▸ BEREITGESTELLTE ZEILEN
■ ■ ■
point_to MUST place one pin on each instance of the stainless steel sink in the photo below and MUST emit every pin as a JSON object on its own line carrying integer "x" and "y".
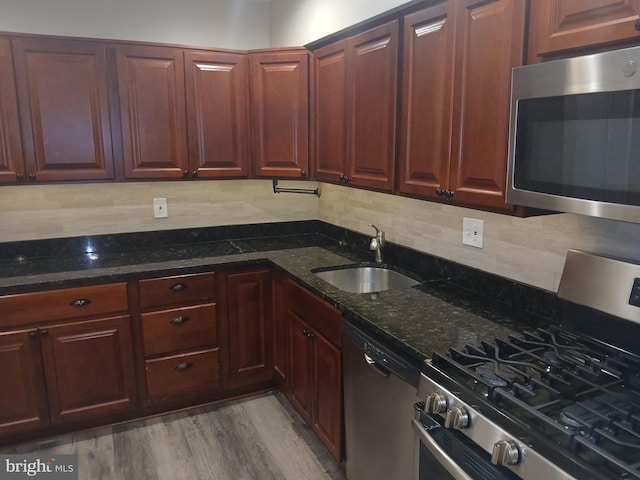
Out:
{"x": 365, "y": 278}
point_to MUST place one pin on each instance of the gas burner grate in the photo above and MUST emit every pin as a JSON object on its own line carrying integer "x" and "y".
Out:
{"x": 574, "y": 391}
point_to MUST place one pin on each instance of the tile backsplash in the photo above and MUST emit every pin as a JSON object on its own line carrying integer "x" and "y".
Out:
{"x": 32, "y": 212}
{"x": 528, "y": 250}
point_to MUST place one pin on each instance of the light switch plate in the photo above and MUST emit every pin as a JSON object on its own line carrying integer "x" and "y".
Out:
{"x": 472, "y": 232}
{"x": 160, "y": 208}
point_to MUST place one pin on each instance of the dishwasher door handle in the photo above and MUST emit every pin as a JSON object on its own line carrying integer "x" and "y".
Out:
{"x": 379, "y": 369}
{"x": 440, "y": 455}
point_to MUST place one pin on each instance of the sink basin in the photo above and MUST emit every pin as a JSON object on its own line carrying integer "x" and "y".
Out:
{"x": 365, "y": 278}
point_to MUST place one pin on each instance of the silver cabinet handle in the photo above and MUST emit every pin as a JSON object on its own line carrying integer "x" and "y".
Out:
{"x": 436, "y": 450}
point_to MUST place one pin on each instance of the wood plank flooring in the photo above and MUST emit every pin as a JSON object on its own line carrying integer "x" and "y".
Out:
{"x": 256, "y": 438}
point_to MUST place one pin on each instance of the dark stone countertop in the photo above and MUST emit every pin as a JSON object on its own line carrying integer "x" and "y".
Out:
{"x": 433, "y": 316}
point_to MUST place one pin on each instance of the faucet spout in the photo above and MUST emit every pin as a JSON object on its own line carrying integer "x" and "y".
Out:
{"x": 376, "y": 243}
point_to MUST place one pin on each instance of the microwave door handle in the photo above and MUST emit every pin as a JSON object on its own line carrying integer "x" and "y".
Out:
{"x": 436, "y": 450}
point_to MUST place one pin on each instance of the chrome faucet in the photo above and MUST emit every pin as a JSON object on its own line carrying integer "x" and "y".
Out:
{"x": 376, "y": 243}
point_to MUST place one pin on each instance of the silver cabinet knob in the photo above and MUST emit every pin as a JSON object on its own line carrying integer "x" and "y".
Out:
{"x": 457, "y": 418}
{"x": 505, "y": 453}
{"x": 435, "y": 403}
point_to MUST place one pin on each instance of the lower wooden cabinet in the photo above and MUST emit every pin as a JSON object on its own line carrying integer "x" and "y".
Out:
{"x": 67, "y": 372}
{"x": 88, "y": 368}
{"x": 174, "y": 375}
{"x": 180, "y": 325}
{"x": 315, "y": 366}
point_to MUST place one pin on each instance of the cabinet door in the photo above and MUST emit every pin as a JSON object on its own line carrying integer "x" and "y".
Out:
{"x": 152, "y": 111}
{"x": 327, "y": 418}
{"x": 330, "y": 112}
{"x": 372, "y": 107}
{"x": 280, "y": 108}
{"x": 489, "y": 43}
{"x": 89, "y": 368}
{"x": 280, "y": 331}
{"x": 250, "y": 327}
{"x": 301, "y": 363}
{"x": 216, "y": 84}
{"x": 11, "y": 162}
{"x": 23, "y": 398}
{"x": 423, "y": 165}
{"x": 557, "y": 25}
{"x": 63, "y": 96}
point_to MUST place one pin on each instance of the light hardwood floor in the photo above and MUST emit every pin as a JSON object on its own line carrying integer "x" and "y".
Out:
{"x": 256, "y": 438}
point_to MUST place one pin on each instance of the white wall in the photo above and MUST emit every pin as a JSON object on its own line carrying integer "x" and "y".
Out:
{"x": 236, "y": 24}
{"x": 298, "y": 22}
{"x": 527, "y": 250}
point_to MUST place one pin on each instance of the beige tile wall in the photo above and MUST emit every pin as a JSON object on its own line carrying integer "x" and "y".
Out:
{"x": 51, "y": 211}
{"x": 529, "y": 250}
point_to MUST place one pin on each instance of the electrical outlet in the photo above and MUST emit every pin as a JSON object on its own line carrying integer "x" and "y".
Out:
{"x": 472, "y": 232}
{"x": 160, "y": 208}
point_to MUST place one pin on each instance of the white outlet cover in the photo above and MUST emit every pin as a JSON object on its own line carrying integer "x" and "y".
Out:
{"x": 472, "y": 232}
{"x": 160, "y": 208}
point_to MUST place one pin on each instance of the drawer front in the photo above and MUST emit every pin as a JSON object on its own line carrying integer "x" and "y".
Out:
{"x": 61, "y": 304}
{"x": 320, "y": 316}
{"x": 182, "y": 374}
{"x": 186, "y": 328}
{"x": 176, "y": 290}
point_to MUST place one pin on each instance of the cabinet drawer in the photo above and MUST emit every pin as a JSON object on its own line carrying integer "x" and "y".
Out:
{"x": 179, "y": 329}
{"x": 66, "y": 303}
{"x": 320, "y": 316}
{"x": 175, "y": 290}
{"x": 182, "y": 374}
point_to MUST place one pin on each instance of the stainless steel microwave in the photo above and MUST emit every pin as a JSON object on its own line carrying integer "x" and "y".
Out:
{"x": 575, "y": 135}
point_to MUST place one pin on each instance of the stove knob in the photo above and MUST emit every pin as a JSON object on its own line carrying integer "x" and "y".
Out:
{"x": 457, "y": 418}
{"x": 505, "y": 453}
{"x": 435, "y": 403}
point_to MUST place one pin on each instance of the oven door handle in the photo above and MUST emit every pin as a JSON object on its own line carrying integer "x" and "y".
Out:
{"x": 436, "y": 450}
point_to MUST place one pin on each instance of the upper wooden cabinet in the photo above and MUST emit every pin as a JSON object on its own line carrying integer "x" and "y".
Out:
{"x": 152, "y": 111}
{"x": 456, "y": 91}
{"x": 280, "y": 112}
{"x": 217, "y": 115}
{"x": 67, "y": 355}
{"x": 249, "y": 304}
{"x": 560, "y": 25}
{"x": 354, "y": 109}
{"x": 183, "y": 113}
{"x": 425, "y": 141}
{"x": 11, "y": 161}
{"x": 63, "y": 97}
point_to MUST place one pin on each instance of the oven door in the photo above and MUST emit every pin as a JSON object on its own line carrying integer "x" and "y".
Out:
{"x": 448, "y": 455}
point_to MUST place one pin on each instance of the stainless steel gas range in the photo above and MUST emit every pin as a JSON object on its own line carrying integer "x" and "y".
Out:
{"x": 557, "y": 403}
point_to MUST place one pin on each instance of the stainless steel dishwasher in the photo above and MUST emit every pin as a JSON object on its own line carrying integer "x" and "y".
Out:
{"x": 380, "y": 389}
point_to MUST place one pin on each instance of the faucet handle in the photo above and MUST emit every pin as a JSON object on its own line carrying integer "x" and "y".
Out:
{"x": 379, "y": 234}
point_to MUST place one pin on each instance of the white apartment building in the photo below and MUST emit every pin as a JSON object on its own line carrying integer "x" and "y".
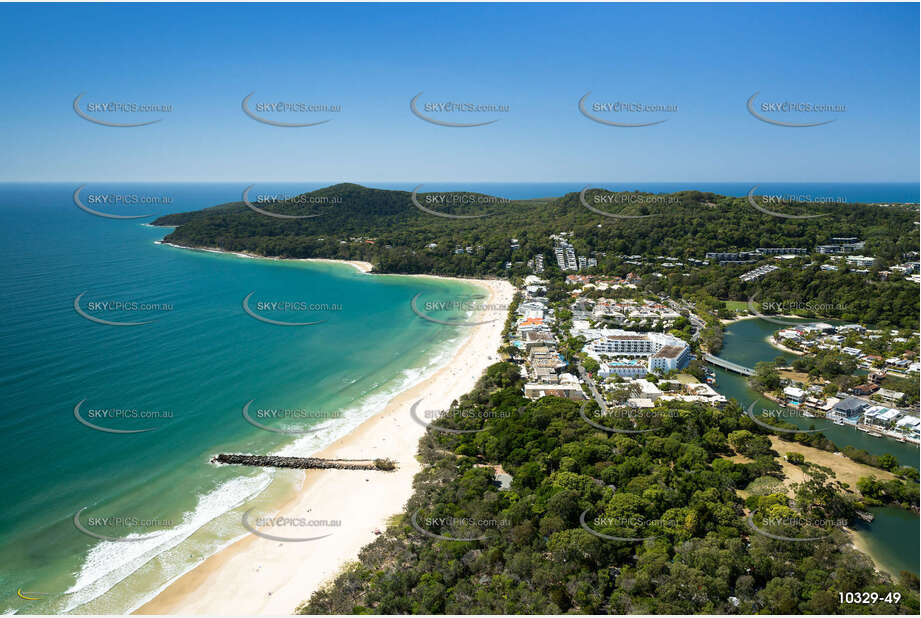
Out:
{"x": 664, "y": 352}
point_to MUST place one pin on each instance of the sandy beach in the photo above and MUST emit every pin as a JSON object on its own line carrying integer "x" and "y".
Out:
{"x": 256, "y": 575}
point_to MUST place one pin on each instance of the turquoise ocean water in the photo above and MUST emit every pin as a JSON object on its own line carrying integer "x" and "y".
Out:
{"x": 196, "y": 364}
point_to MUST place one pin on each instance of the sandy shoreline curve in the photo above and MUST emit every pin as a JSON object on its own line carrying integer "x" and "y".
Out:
{"x": 255, "y": 575}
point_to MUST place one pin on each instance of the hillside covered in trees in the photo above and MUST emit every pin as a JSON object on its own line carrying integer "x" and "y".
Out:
{"x": 676, "y": 511}
{"x": 385, "y": 228}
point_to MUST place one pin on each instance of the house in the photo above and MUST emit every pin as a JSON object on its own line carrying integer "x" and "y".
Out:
{"x": 890, "y": 395}
{"x": 865, "y": 389}
{"x": 910, "y": 425}
{"x": 849, "y": 410}
{"x": 880, "y": 416}
{"x": 793, "y": 394}
{"x": 567, "y": 391}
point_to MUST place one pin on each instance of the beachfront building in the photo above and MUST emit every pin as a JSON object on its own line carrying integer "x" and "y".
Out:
{"x": 624, "y": 367}
{"x": 663, "y": 352}
{"x": 880, "y": 416}
{"x": 794, "y": 395}
{"x": 567, "y": 391}
{"x": 848, "y": 410}
{"x": 910, "y": 426}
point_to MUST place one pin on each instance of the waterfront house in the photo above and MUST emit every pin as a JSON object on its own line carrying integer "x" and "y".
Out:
{"x": 794, "y": 395}
{"x": 848, "y": 410}
{"x": 890, "y": 395}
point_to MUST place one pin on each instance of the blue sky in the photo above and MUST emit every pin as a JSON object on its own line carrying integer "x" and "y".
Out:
{"x": 538, "y": 59}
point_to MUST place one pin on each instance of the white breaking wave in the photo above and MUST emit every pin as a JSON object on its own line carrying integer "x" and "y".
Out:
{"x": 109, "y": 562}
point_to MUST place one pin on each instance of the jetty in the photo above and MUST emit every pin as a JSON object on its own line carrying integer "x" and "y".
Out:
{"x": 304, "y": 463}
{"x": 719, "y": 362}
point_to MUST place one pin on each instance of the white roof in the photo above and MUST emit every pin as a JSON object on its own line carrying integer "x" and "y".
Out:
{"x": 888, "y": 416}
{"x": 794, "y": 392}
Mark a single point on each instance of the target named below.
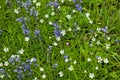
■ ■ ■
▸ ANWEISUNGEN
Ermittle alle Zeilen oben, in denen die Zeichenfolge "dishwasher" vorkommt, und gib jede dieser Zeilen vollständig wieder. Dabei ist auf Groß- und Kleinschreibung zu achten.

▸ ANTWORT ZUR AUFGABE
point_to MUST place one pin on each instance of the dishwasher door handle in the photo above and MUST emit every pin as a JSON object on its own line carrying integer "x" and "y".
point_to MUST place one pin on each instance of the stainless steel dishwasher in the photo above and MUST emit every pin as a JSON object on its own line carrying integer "x" and "y".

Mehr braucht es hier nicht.